- [Stored records]:
---*---

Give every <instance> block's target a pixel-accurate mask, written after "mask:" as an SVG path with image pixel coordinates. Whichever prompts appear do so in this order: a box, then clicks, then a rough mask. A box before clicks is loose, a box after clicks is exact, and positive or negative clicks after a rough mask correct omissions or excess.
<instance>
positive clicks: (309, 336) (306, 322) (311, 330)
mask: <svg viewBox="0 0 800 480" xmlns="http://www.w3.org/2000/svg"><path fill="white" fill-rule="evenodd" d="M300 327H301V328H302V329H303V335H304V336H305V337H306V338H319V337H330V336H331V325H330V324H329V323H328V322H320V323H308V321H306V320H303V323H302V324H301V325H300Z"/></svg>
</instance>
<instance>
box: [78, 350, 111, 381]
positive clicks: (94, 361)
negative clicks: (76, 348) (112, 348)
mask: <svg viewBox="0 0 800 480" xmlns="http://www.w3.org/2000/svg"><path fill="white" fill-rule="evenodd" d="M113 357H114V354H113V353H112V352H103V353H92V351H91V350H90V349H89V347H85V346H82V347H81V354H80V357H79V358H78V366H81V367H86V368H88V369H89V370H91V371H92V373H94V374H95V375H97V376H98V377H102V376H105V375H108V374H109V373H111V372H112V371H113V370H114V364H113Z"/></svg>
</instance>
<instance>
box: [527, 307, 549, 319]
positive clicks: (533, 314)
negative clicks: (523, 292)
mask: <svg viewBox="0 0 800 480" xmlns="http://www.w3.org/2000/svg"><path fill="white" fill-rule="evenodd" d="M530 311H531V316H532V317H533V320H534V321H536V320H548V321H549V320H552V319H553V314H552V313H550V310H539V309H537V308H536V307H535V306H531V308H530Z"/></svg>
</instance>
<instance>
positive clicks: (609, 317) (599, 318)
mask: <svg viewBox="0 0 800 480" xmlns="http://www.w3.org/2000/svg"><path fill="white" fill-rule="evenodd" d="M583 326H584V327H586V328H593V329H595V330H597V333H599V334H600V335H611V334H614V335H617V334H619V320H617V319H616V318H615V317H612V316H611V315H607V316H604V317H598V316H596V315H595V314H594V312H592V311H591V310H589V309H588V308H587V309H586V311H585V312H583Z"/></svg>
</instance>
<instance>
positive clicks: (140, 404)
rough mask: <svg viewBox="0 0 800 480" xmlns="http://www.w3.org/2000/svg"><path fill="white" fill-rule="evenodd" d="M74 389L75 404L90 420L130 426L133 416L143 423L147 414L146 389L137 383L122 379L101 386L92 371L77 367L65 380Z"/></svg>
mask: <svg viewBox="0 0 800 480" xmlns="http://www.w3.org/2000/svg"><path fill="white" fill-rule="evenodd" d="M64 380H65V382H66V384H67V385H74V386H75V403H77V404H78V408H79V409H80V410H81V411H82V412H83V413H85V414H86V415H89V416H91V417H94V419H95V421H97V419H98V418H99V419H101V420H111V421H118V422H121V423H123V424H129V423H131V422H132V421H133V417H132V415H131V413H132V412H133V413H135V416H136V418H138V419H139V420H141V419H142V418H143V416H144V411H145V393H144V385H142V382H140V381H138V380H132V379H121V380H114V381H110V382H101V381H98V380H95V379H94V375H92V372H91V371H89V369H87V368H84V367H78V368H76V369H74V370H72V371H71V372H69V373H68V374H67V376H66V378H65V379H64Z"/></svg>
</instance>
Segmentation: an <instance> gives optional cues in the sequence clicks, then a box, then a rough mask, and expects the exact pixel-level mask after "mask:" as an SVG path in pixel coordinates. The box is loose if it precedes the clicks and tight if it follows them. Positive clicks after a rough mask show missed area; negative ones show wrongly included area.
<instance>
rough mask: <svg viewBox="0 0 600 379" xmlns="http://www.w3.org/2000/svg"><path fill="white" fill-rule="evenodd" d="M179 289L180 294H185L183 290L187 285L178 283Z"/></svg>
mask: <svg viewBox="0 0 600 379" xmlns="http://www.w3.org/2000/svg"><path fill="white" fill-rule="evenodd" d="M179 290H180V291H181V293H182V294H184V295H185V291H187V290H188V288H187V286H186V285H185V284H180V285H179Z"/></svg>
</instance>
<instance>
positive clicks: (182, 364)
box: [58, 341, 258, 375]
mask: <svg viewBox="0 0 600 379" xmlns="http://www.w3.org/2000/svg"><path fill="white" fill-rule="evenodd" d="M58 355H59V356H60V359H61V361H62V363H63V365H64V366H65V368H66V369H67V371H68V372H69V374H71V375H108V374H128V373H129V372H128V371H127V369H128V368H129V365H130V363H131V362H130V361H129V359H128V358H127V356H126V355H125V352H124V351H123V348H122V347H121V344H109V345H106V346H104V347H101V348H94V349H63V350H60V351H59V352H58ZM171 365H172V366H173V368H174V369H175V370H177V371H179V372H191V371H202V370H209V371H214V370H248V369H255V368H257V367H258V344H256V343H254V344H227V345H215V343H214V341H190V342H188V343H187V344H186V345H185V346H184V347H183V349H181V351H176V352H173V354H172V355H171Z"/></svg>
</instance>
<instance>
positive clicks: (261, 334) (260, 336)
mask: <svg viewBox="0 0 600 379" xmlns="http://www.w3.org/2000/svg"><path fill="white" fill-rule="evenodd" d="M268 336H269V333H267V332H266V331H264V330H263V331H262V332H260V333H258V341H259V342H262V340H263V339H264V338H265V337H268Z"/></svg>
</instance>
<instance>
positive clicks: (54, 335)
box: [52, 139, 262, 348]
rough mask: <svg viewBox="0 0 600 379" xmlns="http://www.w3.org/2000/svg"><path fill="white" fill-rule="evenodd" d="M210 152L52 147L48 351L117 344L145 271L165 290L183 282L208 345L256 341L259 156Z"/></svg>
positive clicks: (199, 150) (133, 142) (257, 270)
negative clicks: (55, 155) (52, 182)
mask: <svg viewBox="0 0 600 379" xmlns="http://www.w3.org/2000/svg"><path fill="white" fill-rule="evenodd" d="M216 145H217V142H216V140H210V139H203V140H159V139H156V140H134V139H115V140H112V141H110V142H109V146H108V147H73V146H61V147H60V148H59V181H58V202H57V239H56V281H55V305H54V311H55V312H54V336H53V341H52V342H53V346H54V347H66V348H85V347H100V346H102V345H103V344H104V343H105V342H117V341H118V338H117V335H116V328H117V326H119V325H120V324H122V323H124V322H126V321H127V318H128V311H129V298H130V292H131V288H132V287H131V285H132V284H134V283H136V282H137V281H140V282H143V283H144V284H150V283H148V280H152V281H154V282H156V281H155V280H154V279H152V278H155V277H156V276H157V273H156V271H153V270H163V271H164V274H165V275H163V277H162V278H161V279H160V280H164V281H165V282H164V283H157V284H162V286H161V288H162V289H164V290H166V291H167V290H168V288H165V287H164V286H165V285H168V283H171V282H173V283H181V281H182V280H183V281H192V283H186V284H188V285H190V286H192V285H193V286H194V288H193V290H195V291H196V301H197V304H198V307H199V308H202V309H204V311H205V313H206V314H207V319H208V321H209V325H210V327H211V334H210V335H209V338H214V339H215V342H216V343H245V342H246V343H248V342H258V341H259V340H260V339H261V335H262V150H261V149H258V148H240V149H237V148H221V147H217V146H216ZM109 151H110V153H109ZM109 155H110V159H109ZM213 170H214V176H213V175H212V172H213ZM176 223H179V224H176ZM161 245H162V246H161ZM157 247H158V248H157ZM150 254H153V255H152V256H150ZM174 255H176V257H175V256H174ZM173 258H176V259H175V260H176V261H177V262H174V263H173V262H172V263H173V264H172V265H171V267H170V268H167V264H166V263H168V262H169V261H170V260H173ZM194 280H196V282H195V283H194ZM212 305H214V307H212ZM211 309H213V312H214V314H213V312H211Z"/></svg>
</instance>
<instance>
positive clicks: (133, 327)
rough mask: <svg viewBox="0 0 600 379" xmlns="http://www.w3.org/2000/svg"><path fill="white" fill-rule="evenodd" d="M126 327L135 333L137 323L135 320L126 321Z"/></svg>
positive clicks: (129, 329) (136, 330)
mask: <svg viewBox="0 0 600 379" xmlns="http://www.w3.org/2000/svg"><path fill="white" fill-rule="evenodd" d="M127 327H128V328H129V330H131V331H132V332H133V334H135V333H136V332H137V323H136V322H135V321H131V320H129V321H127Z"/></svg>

---*---

- [Exercise details]: Up to and including the line with "positive clicks: (94, 361)", restate the records above word for word from the very first line.

- [Result for this exercise]:
Give every <instance> block's target a pixel-accurate mask, written after "mask:" as an SVG path with image pixel coordinates. Whichever prompts appear do so in this order: a box, then clicks, then a rough mask. A box before clicks is loose, a box after clicks is exact, and positive or negative clicks after a rough mask correct omissions or excess.
<instance>
positive clicks: (309, 336) (306, 322) (311, 330)
mask: <svg viewBox="0 0 800 480" xmlns="http://www.w3.org/2000/svg"><path fill="white" fill-rule="evenodd" d="M300 327H301V328H302V329H303V335H304V336H305V337H306V338H319V337H330V336H331V325H330V324H329V323H328V322H320V323H308V321H306V320H303V323H302V324H301V325H300Z"/></svg>
</instance>
<instance>
box: [78, 350, 111, 381]
positive clicks: (94, 361)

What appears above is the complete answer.